▶ _Stored items_:
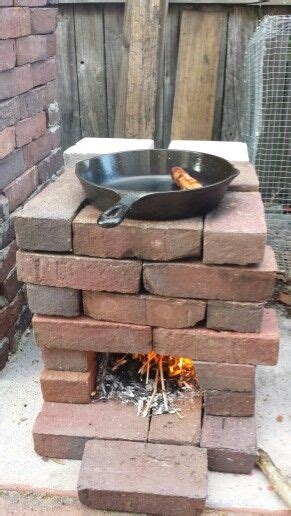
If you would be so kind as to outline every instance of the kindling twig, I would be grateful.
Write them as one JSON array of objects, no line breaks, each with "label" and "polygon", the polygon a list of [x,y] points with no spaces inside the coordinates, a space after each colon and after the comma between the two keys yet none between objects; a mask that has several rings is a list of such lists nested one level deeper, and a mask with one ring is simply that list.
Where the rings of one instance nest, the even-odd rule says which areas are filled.
[{"label": "kindling twig", "polygon": [[257,451],[257,466],[263,471],[271,482],[276,493],[284,500],[288,508],[291,508],[291,485],[282,475],[281,471],[275,466],[271,457],[262,449]]},{"label": "kindling twig", "polygon": [[147,402],[147,406],[146,406],[145,411],[143,413],[143,417],[146,417],[148,415],[148,413],[149,413],[149,410],[151,408],[151,405],[152,405],[152,402],[154,400],[154,397],[157,394],[158,382],[159,382],[159,368],[157,367],[156,375],[155,375],[155,379],[154,379],[153,392],[152,392],[152,395],[151,395],[149,401]]},{"label": "kindling twig", "polygon": [[164,371],[163,371],[163,356],[161,356],[161,358],[159,360],[159,369],[160,369],[160,379],[161,379],[162,395],[163,395],[165,410],[167,412],[169,412],[167,393],[166,393],[166,388],[165,388]]}]

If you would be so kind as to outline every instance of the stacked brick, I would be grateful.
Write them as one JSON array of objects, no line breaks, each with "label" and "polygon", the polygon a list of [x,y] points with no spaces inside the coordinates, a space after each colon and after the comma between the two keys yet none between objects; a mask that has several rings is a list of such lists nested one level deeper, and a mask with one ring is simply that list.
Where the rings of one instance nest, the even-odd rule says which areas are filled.
[{"label": "stacked brick", "polygon": [[62,168],[55,54],[57,9],[0,7],[0,369],[30,321],[15,269],[13,212]]},{"label": "stacked brick", "polygon": [[[127,439],[199,445],[213,470],[252,469],[255,369],[278,357],[276,316],[264,307],[276,263],[255,170],[236,166],[239,180],[204,221],[102,229],[70,167],[18,213],[18,277],[44,360],[38,453],[76,459],[88,439]],[[124,404],[90,404],[96,353],[152,349],[195,361],[203,424],[201,399],[183,429],[173,415],[148,427]]]}]

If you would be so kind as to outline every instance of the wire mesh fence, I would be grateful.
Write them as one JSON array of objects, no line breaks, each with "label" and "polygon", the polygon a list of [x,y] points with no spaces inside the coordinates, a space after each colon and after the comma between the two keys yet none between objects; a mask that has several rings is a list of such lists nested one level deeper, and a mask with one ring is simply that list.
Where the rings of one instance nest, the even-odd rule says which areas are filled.
[{"label": "wire mesh fence", "polygon": [[291,276],[291,16],[266,16],[245,55],[242,135],[256,165],[268,240]]}]

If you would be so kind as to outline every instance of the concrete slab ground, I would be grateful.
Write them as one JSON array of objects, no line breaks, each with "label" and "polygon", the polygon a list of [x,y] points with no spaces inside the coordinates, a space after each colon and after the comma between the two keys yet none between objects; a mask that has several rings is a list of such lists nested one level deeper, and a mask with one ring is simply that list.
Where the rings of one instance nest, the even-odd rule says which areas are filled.
[{"label": "concrete slab ground", "polygon": [[[291,320],[280,315],[280,326],[278,365],[258,367],[257,371],[258,441],[283,474],[291,476]],[[18,352],[0,373],[0,514],[30,514],[25,512],[29,507],[19,511],[17,494],[6,492],[19,490],[36,493],[27,496],[34,502],[40,497],[44,503],[42,510],[38,510],[31,502],[31,512],[55,512],[49,504],[62,495],[58,503],[63,509],[57,511],[59,514],[98,514],[97,511],[84,512],[76,501],[79,461],[42,459],[33,450],[31,430],[42,404],[41,368],[39,351],[28,332]],[[24,503],[26,496],[19,495],[19,500],[21,496]],[[215,513],[220,509],[228,514],[233,510],[236,514],[244,510],[253,514],[289,512],[257,469],[251,475],[211,472],[207,507]]]}]

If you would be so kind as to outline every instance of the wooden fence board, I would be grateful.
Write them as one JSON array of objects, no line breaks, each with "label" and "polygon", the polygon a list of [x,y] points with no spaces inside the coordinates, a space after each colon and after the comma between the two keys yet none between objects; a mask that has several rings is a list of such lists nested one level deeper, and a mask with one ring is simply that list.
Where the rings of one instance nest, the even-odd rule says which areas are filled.
[{"label": "wooden fence board", "polygon": [[241,139],[241,93],[244,55],[260,14],[256,7],[232,7],[228,21],[222,140]]},{"label": "wooden fence board", "polygon": [[59,7],[57,65],[62,146],[65,150],[81,137],[74,12],[72,6]]},{"label": "wooden fence board", "polygon": [[106,88],[108,135],[113,136],[115,99],[119,81],[122,45],[123,6],[104,6],[104,37],[106,62]]},{"label": "wooden fence board", "polygon": [[182,13],[173,139],[211,140],[224,13]]},{"label": "wooden fence board", "polygon": [[102,7],[75,7],[82,136],[108,136]]},{"label": "wooden fence board", "polygon": [[152,138],[165,0],[128,0],[114,136]]}]

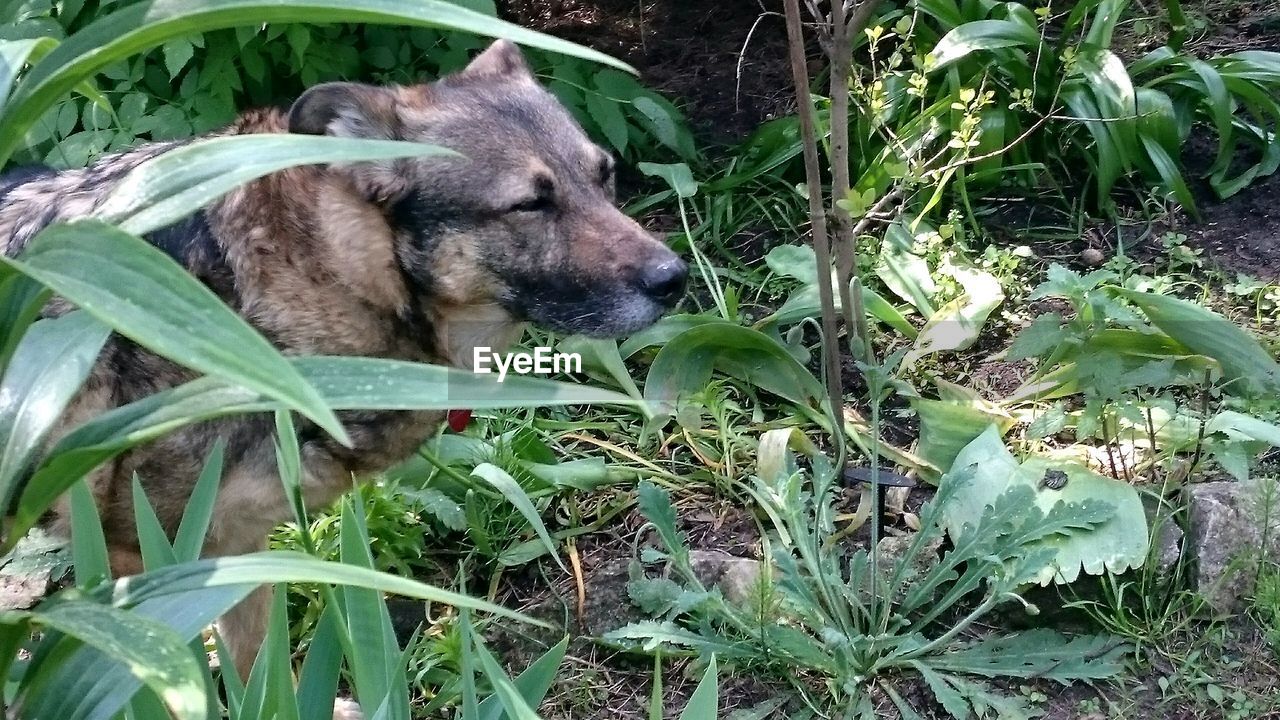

▶ _GOAL OF THE EXERCISE_:
Each record above needs to be retyped exactly, without any pictures.

▶ _EXERCISE RESULT_:
If you would be so kind as to outline every instance of the kindling twig, I would be grateful.
Write them as one JSON array of objects, no line breaks, each with "label" and "polygon", the polygon a list of [x,y] points with no spaces inside the coordinates, a space after each colon and after the comma between the two keys yet none between objects; a mask that has several rings is a list of such lists nested one level deeper, and a mask with one ring is simply that list.
Where the rings of one instance nest, the even-odd rule says which areas are filled.
[{"label": "kindling twig", "polygon": [[257,451],[257,466],[263,471],[271,482],[276,493],[284,500],[288,508],[291,508],[291,485],[282,475],[281,471],[275,466],[271,457],[262,449]]},{"label": "kindling twig", "polygon": [[147,402],[147,406],[146,406],[145,411],[143,413],[143,417],[146,417],[148,415],[148,413],[149,413],[149,410],[151,408],[151,405],[152,405],[152,402],[154,400],[154,397],[157,394],[158,382],[159,382],[159,368],[157,367],[156,375],[155,375],[155,379],[154,379],[153,392],[152,392],[152,395],[151,395],[149,401]]},{"label": "kindling twig", "polygon": [[164,371],[163,371],[163,356],[161,356],[161,358],[159,360],[159,369],[160,369],[160,379],[161,379],[162,395],[163,395],[165,410],[167,412],[169,412],[167,393],[166,393],[166,388],[165,388]]}]

If you would be so kind as to outline every instance of the stacked brick, I would be grateful.
Write them as one JSON array of objects, no line breaks, each with "label" and "polygon", the polygon a list of [x,y] points with no spaces inside the coordinates, a space after each colon and after the comma between the two keys yet none between objects; a mask that has several rings is a list of such lists nested one level deeper, and a mask with one ring is simply that list.
Where the rings of one instance nest, the even-odd rule says which areas are filled.
[{"label": "stacked brick", "polygon": [[62,168],[55,54],[57,9],[0,7],[0,369],[30,321],[15,269],[13,212]]},{"label": "stacked brick", "polygon": [[[127,439],[199,445],[213,470],[252,469],[255,369],[278,357],[276,316],[264,307],[276,263],[255,170],[236,166],[239,180],[204,221],[102,229],[70,167],[18,213],[18,277],[44,360],[38,453],[76,459],[88,439]],[[124,404],[90,404],[96,353],[152,349],[195,361],[203,424],[201,399],[183,429],[173,415],[148,427]]]}]

If you would be so kind as to outline every instance of the wire mesh fence, I would be grateful.
Write them as one JSON array of objects, no line breaks, each with "label" and "polygon", the polygon a list of [x,y] points with no spaces inside the coordinates, a space after each colon and after the comma between the two keys yet none between objects; a mask that has several rings is a list of such lists nested one level deeper, and a mask with one ring is simply that list.
Where the rings of one instance nest, the even-odd rule says which areas are filled.
[{"label": "wire mesh fence", "polygon": [[291,276],[291,16],[266,16],[245,55],[242,135],[256,165],[268,240]]}]

If you would be so kind as to outline every instance of the concrete slab ground, I would be grateful.
Write them as one JSON array of objects, no line breaks, each with "label" and "polygon", the polygon a list of [x,y] points with no spaces inside the coordinates, a space after each colon and after the comma between the two keys yet none between objects; a mask that has several rings is a list of such lists nested one level deeper, and a mask with one ring is simply that list.
Where the rings of one instance nest, the even-odd rule says which areas are filled.
[{"label": "concrete slab ground", "polygon": [[[291,320],[280,315],[280,326],[278,365],[258,367],[257,371],[258,441],[283,474],[291,476]],[[18,352],[0,373],[0,514],[30,514],[25,512],[29,507],[19,511],[17,494],[6,492],[19,490],[36,493],[27,496],[34,502],[40,497],[44,503],[42,510],[38,510],[31,502],[31,512],[55,512],[49,504],[62,495],[58,503],[63,509],[57,511],[59,514],[98,514],[97,511],[84,512],[76,501],[79,461],[42,459],[33,450],[31,430],[42,404],[41,368],[39,351],[28,332]],[[24,503],[26,496],[19,495],[19,500],[21,496]],[[215,513],[220,509],[228,514],[233,510],[236,514],[244,510],[253,514],[289,512],[257,469],[251,475],[211,472],[207,507]]]}]

If you would be so kind as to outline every instance of the wooden fence board, I would be grateful.
Write them as one JSON array of objects, no line breaks, each with "label" and "polygon", the polygon a list of [x,y] points with no spaces inside the coordinates, a space after each colon and after the comma between the two keys yet none between objects; a mask that has several rings is a list of such lists nested one level deeper, and a mask with one ring is simply that list.
Where the rings of one instance nest, the even-odd rule says which areas are filled.
[{"label": "wooden fence board", "polygon": [[241,139],[241,93],[244,55],[260,14],[256,7],[232,7],[228,21],[222,140]]},{"label": "wooden fence board", "polygon": [[59,7],[57,65],[62,146],[65,150],[81,137],[74,12],[72,6]]},{"label": "wooden fence board", "polygon": [[106,88],[108,135],[113,136],[115,99],[119,81],[122,45],[123,6],[104,6],[104,37],[106,62]]},{"label": "wooden fence board", "polygon": [[182,13],[173,139],[211,140],[224,13]]},{"label": "wooden fence board", "polygon": [[102,7],[75,7],[82,136],[108,136]]},{"label": "wooden fence board", "polygon": [[152,138],[165,0],[128,0],[114,136]]}]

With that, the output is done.